I’ve been performing stand-up comedy for nearly two years. My first actual “show” was in March 2013, but I began writing and practicing in January of that year.
I am (by far) a newbie at stand-up. But…nevertheless…I have learned a few things along the way.
These lessons that I’ve learned aren’t necessarily new to me. Or new to probably most of you.
But…they are certainly important life lessons that have been (once again) confirmed.
11. Patience, truly, is a virtue.
When I first started telling my “jokes,” there were a lot of blank faces staring back at me. But. I didn’t give up. I took the critique. I took the constructive criticism. And I learned from it. I had patience. I took my time, and developed skills that were required to tell jokes onstage, and make people laugh.
Plus – patience comes in handy when you have to wait 17 hours backstage before the club puts you up on stage.
10. A lot of people are full of s**t
Yeah, that’s right. I said it. It’s true. And you know it. I have met so many people (mostly in the entertainment industry) who just blow hot air from their mouths. Promises. And promises. But, nothing ever gets done. It’s amazing how many people over-promise, and under-deliver. I’m not sure if people in the entertainment industry are more prone to be “full of BS.”
But man, I have met an exorbitant amount of people who just talk and talk and talk. But never deliver.

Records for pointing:
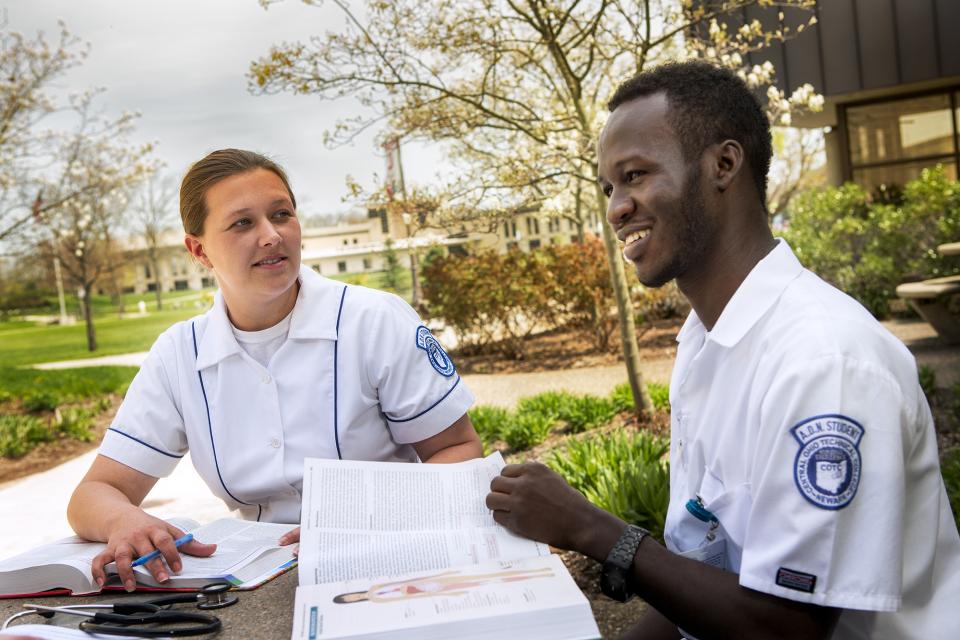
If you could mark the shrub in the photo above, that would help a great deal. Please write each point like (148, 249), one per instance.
(950, 468)
(867, 248)
(928, 380)
(21, 433)
(489, 422)
(526, 430)
(552, 405)
(659, 396)
(622, 396)
(40, 401)
(625, 473)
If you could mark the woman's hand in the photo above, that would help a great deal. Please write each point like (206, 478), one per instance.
(139, 534)
(289, 538)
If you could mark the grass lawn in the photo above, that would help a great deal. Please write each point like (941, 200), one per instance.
(20, 345)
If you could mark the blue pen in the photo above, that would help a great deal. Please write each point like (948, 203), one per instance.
(153, 555)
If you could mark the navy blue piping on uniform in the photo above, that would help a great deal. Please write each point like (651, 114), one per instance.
(193, 330)
(336, 431)
(144, 443)
(389, 419)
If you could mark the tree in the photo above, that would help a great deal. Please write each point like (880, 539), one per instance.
(391, 267)
(99, 168)
(516, 87)
(29, 67)
(152, 218)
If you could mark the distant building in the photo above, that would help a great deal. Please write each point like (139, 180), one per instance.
(339, 250)
(890, 73)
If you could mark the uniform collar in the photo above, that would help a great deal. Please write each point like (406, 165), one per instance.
(752, 299)
(314, 317)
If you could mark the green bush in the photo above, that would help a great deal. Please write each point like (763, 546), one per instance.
(21, 433)
(866, 247)
(526, 430)
(588, 412)
(659, 395)
(489, 422)
(622, 396)
(40, 401)
(552, 405)
(625, 473)
(950, 468)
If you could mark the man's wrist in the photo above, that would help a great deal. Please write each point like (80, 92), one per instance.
(599, 534)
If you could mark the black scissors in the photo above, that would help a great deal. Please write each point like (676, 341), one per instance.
(147, 619)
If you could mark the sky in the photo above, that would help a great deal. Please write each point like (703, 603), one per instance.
(182, 65)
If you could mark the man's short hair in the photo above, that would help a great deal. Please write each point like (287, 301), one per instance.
(707, 105)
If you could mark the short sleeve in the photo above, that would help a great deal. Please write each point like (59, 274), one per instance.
(826, 523)
(420, 391)
(148, 433)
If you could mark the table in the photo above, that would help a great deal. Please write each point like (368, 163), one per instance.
(265, 613)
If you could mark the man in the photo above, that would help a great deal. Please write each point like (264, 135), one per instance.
(805, 494)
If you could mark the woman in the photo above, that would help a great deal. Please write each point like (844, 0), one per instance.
(286, 365)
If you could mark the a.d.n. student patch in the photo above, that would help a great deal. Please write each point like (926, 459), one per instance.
(827, 467)
(438, 358)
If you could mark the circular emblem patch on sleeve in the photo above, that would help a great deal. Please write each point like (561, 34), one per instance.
(827, 467)
(437, 357)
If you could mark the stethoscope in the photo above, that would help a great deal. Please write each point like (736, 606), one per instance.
(146, 619)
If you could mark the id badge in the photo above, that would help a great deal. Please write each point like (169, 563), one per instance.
(713, 553)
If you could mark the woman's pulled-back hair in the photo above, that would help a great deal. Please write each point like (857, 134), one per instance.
(215, 167)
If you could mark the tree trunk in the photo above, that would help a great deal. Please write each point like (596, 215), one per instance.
(628, 329)
(88, 318)
(158, 288)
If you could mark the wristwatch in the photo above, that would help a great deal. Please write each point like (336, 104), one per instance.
(614, 578)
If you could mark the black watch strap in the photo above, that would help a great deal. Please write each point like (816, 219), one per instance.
(615, 576)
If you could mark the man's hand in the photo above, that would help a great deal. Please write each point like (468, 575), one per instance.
(138, 535)
(536, 502)
(289, 538)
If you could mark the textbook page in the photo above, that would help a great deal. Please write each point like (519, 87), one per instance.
(532, 598)
(246, 551)
(364, 519)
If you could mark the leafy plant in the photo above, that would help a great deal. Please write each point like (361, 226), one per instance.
(950, 469)
(489, 422)
(21, 433)
(526, 430)
(588, 412)
(622, 396)
(625, 473)
(659, 395)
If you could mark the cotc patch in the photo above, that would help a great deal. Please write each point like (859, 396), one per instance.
(438, 358)
(827, 468)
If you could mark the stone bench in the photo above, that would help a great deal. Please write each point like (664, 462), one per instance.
(938, 302)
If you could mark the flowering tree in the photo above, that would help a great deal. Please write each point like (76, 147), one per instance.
(90, 196)
(517, 88)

Your tasks:
[a] According to the stand-up comedy piece, in what month and year was the first actual show?
[b] Report each line of the rows that contains the string "hair".
These rows have no connection to the stand-up comedy piece.

Problem solutions:
[a] March 2013.

[b]
If you could mark the man's short hair in the photo above, that would help a great deal. Please write each point like (287, 301), one per instance.
If you could mark the woman's pulled-back hair in the photo above, that would help a great deal. Please write each point like (857, 134), one per instance.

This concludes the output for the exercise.